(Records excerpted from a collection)

++++++++++++++++++++

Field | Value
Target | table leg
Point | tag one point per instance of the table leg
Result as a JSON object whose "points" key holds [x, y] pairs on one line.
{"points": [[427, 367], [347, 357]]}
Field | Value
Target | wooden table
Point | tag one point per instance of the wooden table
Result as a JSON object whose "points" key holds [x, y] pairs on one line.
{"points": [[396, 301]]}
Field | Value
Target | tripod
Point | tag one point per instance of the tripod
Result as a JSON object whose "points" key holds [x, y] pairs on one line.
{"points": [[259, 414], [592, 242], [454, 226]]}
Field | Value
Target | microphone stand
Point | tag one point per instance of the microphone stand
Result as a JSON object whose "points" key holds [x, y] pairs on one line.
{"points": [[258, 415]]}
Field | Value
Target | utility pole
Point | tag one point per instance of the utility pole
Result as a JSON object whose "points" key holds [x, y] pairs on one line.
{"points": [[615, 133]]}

++++++++++++++++++++

Return every record above. Copy each one exactly.

Field | Value
Target | table leg
Point | tag one point per instance of the table leg
Result as a JSON object whose "points" key holds [x, y] pairs on one line.
{"points": [[427, 367], [347, 357]]}
Field | Value
Target | wooden table
Point | tag one point per instance of the wooden table
Result as a JSON object whose "points" key holds [x, y] pairs on one line.
{"points": [[396, 301]]}
Field | Value
Target | tripod
Point | tag one point per instance of the tripod
Result as a JSON object whose "points" key holds [x, y] pairs on one line.
{"points": [[259, 414], [592, 242], [454, 226]]}
Field | Value
Target | microphone stand
Point | tag one point per instance of the microphone stand
Result as a JSON object whose "points" key holds [x, y] pairs on one line.
{"points": [[258, 415]]}
Field | Value
Target | utility pole
Point | tag one point per instance of the utility pole
Result as a JSON object whose "points" key holds [x, y] pairs on one line.
{"points": [[615, 133]]}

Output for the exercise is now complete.